Segment Start: DATASET ENTRIES

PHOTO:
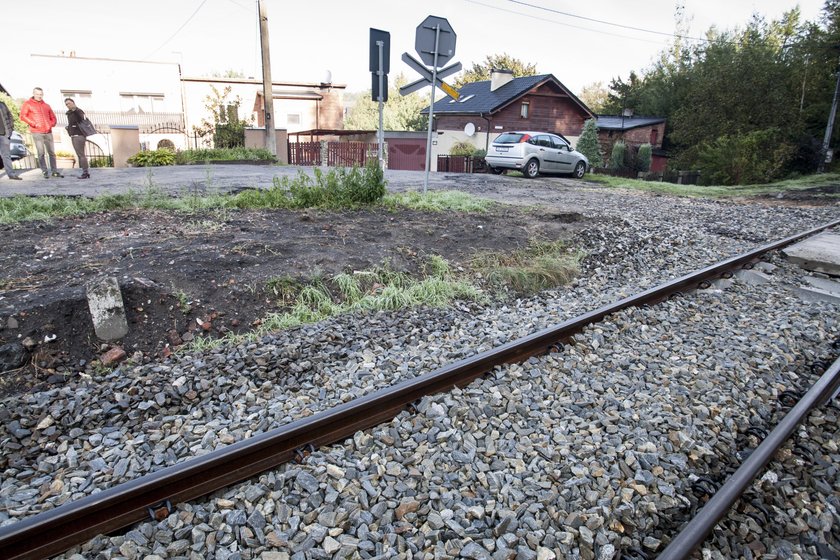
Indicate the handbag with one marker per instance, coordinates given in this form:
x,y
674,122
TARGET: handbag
x,y
87,127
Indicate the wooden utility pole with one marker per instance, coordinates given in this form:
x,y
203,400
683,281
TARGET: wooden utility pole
x,y
268,95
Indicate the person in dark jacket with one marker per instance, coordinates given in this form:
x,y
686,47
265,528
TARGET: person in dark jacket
x,y
7,125
40,117
74,117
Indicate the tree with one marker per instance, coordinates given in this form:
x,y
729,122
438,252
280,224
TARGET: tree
x,y
481,71
588,144
595,96
400,112
227,128
14,109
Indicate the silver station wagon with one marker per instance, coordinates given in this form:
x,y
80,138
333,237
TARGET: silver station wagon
x,y
533,153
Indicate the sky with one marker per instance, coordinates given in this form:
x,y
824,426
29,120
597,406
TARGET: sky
x,y
579,42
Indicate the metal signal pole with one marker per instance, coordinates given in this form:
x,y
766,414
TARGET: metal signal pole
x,y
268,95
829,127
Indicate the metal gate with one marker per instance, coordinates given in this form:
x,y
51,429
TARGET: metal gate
x,y
407,153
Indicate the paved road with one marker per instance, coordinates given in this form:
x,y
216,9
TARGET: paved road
x,y
184,179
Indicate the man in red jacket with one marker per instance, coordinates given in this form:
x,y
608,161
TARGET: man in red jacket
x,y
40,118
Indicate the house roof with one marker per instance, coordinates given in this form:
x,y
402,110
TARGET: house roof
x,y
476,97
607,122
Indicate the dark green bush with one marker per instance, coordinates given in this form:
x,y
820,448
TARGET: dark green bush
x,y
223,154
462,149
761,156
152,158
618,154
588,144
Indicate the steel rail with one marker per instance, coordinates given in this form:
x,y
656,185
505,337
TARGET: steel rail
x,y
57,530
695,532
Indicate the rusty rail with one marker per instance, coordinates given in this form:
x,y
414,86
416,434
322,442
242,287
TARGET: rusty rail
x,y
55,531
695,532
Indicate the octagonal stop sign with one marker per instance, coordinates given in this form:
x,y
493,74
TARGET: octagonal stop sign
x,y
424,42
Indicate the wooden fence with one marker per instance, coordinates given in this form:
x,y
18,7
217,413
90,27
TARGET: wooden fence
x,y
338,154
348,154
304,153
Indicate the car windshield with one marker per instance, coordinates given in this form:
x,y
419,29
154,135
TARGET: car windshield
x,y
509,138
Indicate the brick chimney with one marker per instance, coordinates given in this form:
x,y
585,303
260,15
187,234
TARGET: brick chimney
x,y
499,77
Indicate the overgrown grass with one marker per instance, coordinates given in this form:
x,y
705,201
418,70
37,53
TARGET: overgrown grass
x,y
379,289
437,201
798,184
540,266
336,189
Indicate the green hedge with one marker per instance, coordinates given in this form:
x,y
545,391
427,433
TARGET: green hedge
x,y
152,158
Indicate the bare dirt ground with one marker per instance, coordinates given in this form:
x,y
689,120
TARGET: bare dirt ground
x,y
182,276
205,274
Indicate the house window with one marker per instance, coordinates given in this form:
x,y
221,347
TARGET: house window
x,y
131,102
77,94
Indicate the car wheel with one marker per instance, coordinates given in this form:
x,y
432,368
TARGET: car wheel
x,y
532,168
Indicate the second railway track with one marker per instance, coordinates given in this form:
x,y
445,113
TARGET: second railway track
x,y
529,472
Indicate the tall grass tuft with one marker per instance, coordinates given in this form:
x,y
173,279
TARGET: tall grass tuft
x,y
538,267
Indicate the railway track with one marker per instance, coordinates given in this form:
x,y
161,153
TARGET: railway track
x,y
57,530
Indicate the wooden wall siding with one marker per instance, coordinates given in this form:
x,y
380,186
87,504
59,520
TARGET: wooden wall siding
x,y
549,114
632,137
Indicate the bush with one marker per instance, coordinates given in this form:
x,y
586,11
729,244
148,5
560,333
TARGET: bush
x,y
462,149
644,157
152,158
617,155
223,154
761,156
588,144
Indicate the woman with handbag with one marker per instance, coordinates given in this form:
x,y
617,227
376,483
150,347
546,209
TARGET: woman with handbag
x,y
79,128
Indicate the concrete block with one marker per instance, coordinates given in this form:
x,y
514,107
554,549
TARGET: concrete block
x,y
820,253
815,294
722,283
824,284
767,267
106,308
752,277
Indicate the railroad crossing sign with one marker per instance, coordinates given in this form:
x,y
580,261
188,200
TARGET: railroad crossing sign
x,y
428,76
435,43
435,36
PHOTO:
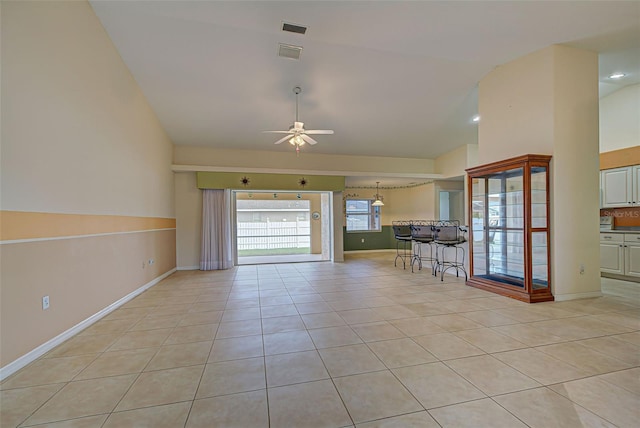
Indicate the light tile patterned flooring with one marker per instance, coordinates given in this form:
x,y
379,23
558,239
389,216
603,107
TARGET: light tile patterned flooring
x,y
359,343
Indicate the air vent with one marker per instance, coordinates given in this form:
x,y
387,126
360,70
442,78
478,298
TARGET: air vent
x,y
289,51
293,28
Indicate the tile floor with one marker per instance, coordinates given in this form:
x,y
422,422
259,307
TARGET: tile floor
x,y
359,343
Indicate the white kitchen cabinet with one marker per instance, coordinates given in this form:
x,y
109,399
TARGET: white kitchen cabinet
x,y
612,253
632,254
635,171
620,187
620,253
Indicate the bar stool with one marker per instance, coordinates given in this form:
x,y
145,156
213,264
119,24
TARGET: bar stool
x,y
449,235
422,234
402,233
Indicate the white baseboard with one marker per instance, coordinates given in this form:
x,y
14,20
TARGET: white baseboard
x,y
574,296
31,356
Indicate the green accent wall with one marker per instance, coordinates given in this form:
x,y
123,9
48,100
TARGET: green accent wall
x,y
261,181
383,240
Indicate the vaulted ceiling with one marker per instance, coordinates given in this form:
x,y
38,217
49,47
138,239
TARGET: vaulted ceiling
x,y
391,78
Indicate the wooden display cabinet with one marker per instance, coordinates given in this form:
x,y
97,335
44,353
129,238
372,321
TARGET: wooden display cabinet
x,y
509,228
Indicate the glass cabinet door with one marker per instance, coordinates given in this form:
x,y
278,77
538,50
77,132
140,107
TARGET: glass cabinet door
x,y
510,227
539,229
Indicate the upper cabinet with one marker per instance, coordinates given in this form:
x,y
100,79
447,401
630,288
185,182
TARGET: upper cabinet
x,y
620,187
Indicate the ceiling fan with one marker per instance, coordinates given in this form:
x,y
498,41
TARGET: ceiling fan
x,y
296,134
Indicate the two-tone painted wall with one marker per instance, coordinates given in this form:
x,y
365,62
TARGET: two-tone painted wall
x,y
86,183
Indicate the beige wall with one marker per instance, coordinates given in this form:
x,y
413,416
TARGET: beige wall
x,y
188,220
547,103
412,203
619,119
78,137
515,102
280,162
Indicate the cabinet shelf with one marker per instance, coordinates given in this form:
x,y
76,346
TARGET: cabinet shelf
x,y
509,232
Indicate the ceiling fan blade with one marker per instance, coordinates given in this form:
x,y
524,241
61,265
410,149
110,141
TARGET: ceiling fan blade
x,y
308,139
282,140
319,131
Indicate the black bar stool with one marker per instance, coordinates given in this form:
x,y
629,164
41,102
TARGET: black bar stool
x,y
449,235
422,234
402,233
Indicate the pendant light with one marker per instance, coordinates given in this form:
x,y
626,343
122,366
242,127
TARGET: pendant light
x,y
378,198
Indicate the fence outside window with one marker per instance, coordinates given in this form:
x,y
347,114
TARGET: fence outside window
x,y
273,235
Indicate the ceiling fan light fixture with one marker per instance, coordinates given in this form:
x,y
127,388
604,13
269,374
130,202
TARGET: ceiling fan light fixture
x,y
297,136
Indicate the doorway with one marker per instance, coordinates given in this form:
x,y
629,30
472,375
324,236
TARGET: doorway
x,y
282,227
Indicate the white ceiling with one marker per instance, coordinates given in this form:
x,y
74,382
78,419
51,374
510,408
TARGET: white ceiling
x,y
392,78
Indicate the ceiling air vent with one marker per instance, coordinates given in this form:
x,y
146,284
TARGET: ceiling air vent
x,y
293,28
289,51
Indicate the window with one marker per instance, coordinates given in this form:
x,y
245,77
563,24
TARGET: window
x,y
361,216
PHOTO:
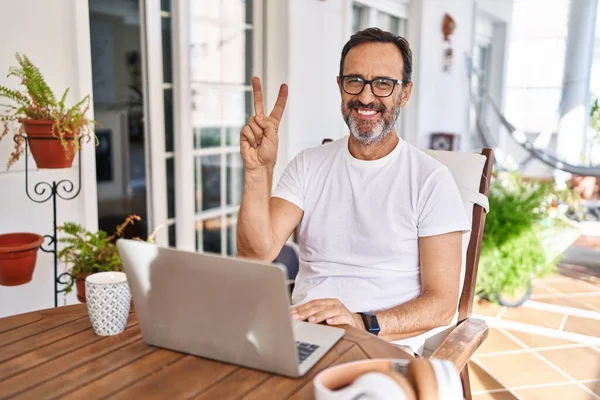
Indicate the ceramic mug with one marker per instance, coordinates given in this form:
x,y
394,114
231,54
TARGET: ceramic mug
x,y
108,302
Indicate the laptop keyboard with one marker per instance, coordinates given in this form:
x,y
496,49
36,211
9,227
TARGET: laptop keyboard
x,y
305,350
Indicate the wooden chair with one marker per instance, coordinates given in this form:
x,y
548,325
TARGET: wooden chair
x,y
457,344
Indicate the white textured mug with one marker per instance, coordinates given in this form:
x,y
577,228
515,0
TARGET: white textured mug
x,y
108,301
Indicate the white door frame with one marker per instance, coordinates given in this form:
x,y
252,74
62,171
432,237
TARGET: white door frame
x,y
154,119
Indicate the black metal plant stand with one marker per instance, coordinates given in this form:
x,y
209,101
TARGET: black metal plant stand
x,y
44,191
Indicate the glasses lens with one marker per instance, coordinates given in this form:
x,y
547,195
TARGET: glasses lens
x,y
383,87
353,85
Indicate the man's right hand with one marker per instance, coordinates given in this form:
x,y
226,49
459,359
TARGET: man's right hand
x,y
259,138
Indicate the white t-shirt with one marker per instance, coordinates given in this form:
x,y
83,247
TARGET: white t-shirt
x,y
362,219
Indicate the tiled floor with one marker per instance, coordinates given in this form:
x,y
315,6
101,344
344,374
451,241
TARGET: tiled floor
x,y
537,367
549,348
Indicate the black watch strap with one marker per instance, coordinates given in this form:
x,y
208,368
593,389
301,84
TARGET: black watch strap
x,y
371,323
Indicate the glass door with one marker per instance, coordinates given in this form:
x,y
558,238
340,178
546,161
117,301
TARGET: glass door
x,y
209,52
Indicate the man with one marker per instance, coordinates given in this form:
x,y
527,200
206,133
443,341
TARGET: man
x,y
380,221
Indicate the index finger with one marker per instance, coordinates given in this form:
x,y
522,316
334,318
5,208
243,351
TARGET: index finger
x,y
259,108
279,108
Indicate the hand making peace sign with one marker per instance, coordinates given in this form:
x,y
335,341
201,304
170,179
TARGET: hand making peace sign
x,y
259,138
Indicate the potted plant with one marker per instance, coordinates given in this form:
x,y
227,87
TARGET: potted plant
x,y
18,255
516,246
53,129
90,252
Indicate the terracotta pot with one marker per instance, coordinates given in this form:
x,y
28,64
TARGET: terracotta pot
x,y
18,254
80,284
47,150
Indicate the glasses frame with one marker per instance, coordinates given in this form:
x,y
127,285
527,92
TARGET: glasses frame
x,y
370,83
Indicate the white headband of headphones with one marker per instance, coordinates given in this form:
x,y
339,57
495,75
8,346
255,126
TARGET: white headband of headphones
x,y
368,378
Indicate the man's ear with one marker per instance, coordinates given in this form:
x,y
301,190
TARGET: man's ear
x,y
406,94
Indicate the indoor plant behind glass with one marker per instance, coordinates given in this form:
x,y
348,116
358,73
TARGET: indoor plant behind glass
x,y
90,252
53,129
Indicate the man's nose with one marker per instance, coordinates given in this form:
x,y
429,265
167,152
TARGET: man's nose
x,y
366,96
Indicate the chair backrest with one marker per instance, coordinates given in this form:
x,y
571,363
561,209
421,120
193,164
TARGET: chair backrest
x,y
472,173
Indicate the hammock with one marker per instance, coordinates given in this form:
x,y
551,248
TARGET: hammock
x,y
545,157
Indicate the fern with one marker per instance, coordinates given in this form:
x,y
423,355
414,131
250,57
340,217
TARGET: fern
x,y
38,102
90,252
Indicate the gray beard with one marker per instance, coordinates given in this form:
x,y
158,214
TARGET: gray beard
x,y
379,132
375,136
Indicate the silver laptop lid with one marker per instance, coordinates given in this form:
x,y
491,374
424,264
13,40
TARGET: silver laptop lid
x,y
222,308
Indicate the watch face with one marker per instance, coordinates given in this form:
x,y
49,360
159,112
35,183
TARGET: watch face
x,y
441,143
371,323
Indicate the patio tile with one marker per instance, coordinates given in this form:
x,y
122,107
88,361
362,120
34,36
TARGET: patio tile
x,y
588,241
530,316
564,301
504,395
481,380
591,301
570,285
541,289
585,326
571,392
484,307
581,362
594,387
496,342
520,369
535,341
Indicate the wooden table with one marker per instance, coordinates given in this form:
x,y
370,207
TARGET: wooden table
x,y
55,354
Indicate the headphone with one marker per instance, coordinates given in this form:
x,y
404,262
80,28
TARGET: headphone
x,y
387,379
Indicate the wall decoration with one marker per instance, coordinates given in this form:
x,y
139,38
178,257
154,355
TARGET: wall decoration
x,y
448,27
443,141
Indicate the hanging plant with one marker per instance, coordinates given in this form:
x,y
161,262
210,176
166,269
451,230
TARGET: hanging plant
x,y
53,129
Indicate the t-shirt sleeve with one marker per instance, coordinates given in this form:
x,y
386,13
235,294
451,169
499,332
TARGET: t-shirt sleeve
x,y
291,184
441,209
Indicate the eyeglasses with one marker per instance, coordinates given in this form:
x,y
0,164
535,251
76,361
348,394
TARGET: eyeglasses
x,y
380,87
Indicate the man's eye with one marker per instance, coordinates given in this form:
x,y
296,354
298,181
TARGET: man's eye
x,y
383,83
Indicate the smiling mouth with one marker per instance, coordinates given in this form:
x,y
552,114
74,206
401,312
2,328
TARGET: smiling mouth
x,y
365,113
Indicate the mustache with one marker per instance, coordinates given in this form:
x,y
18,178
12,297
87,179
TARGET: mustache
x,y
355,104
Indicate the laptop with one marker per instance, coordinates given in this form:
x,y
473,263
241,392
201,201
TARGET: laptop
x,y
222,308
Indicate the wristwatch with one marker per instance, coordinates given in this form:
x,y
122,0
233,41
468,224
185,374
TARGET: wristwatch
x,y
371,323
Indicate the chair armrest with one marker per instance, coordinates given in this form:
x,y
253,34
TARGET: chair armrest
x,y
462,342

Segment End: DATASET ENTRIES

DIRECTIONS FOR THIS TASK: Exactly the lines from the one containing "Indicate the man's eye" through the final line of the records must appear in your reply, and no others.

WRITTEN SOLUTION:
Indicate the man's eye with one marker per instance, coordinates given in this form:
x,y
296,354
298,181
TARGET: man's eye
x,y
383,83
Indicate the smiling mouth with one marker per instance, coordinates given in this form:
x,y
552,114
74,206
401,312
2,328
TARGET: smiling mouth
x,y
365,113
Indicate the mustache with one marker per instance, coordinates given in this form:
x,y
18,178
12,297
87,179
TARGET: mustache
x,y
355,104
Indicate the laptop with one marker per instance, coordinates given in this form:
x,y
473,263
241,392
201,201
TARGET: laptop
x,y
222,308
Indicate the wristwatch with one marker per instance, coordinates given in this form:
x,y
122,0
233,41
468,224
185,374
TARGET: wristwatch
x,y
371,323
Indicate the chair armrest with one marker per instance, coordinates given in this form:
x,y
253,34
TARGET: chair armrest
x,y
462,342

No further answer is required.